▶ _AIM A_:
In the circuit protection text, reproduce the passage between "Circuit protection refers" and "system from damage.", inclusive, without changing anything.

▶ _TEXT TO READ_:
* begin *

Multiple types of circuit protection

Ⅰ. Introduction to circuit protection

The environment around electronic circuits is always changing. Many unpredictable factors such as human body static electricity, lightning surges, and misuse always threaten the normal operation of electronic equipment. Therefore, the function and significance of the protection circuit are very important. After years of development, the protection circuit has developed step by step from the simplest fuse to various complicated devices today, and they each take on different roles.

Circuit protection refers to the process of taking various measures in electrical systems or electronic equipment to ensure safe and stable circuit operation. In power systems, electronic equipment and communication systems, circuit protection is very important because it can prevent accidents caused by circuit overload, short circuit, overvoltage and other faults or abnormal conditions, protect the safety of equipment and personnel, and protect the system from damage.

Circuit protection is mainly to protect the components in electronic circuits from being damaged under overvoltage, overcurrent, surge, electromagnetic interference, etc. With the development of science and technology, electric/electronic products are becoming more and more diverse and complex. A power supply protection circuit is a circuit used to protect the power supply of electronic equipment from damage or failure, and is used to provide protection when the circuit power supply voltage is abnormal or the circuit fails.

* end *

▶ _AIM B_:
Select every row below that contains the string "blue" and copy each one unchanged.

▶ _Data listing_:
* begin *

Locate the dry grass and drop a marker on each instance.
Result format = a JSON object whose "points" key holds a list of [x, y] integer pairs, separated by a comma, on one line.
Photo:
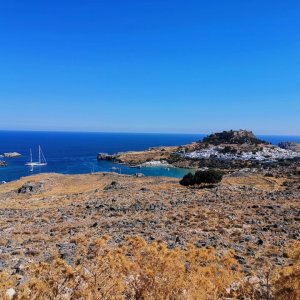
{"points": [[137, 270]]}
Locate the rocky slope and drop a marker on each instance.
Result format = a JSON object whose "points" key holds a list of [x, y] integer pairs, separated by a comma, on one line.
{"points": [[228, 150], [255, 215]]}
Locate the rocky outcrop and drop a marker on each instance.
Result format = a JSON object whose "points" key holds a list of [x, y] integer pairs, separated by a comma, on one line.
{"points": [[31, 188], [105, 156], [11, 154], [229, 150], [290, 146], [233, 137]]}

* end *
* begin *

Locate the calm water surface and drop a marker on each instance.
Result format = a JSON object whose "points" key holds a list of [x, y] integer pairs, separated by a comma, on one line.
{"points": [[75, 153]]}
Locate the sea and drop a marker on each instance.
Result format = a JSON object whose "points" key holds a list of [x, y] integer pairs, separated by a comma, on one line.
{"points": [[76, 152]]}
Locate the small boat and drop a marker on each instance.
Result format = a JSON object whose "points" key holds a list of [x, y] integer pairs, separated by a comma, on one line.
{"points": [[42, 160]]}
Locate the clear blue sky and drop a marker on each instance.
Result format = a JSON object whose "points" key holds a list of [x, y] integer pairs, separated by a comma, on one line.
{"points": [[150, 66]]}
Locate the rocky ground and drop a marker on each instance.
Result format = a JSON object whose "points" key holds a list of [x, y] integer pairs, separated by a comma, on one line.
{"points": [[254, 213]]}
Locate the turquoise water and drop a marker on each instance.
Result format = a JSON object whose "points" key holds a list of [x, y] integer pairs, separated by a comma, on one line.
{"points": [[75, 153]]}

* end *
* begin *

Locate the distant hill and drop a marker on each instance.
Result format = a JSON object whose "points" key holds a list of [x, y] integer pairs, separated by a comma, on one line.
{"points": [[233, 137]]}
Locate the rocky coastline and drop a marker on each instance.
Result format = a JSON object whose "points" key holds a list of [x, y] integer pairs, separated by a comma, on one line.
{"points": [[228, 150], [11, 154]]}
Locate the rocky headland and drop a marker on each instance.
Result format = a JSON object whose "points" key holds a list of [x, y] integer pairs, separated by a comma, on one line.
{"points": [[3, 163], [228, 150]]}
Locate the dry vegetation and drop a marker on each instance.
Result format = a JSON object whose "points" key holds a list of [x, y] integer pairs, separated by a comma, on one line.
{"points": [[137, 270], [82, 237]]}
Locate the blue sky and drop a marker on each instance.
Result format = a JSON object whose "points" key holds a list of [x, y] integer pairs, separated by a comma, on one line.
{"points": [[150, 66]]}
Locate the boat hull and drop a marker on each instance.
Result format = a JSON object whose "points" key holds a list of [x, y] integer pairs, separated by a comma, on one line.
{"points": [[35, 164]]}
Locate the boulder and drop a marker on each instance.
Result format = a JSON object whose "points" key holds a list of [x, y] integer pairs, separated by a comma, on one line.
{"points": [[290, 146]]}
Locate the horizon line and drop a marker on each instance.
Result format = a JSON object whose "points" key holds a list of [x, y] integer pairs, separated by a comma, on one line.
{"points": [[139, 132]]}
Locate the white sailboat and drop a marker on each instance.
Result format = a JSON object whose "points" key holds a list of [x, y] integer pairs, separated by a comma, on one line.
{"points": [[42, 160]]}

* end *

▶ _CORRECT RESPONSE A_:
Circuit protection refers to the process of taking various measures in electrical systems or electronic equipment to ensure safe and stable circuit operation. In power systems, electronic equipment and communication systems, circuit protection is very important because it can prevent accidents caused by circuit overload, short circuit, overvoltage and other faults or abnormal conditions, protect the safety of equipment and personnel, and protect the system from damage.

▶ _CORRECT RESPONSE B_:
Locate the clear blue sky and drop a marker on each instance.
Locate the blue sky and drop a marker on each instance.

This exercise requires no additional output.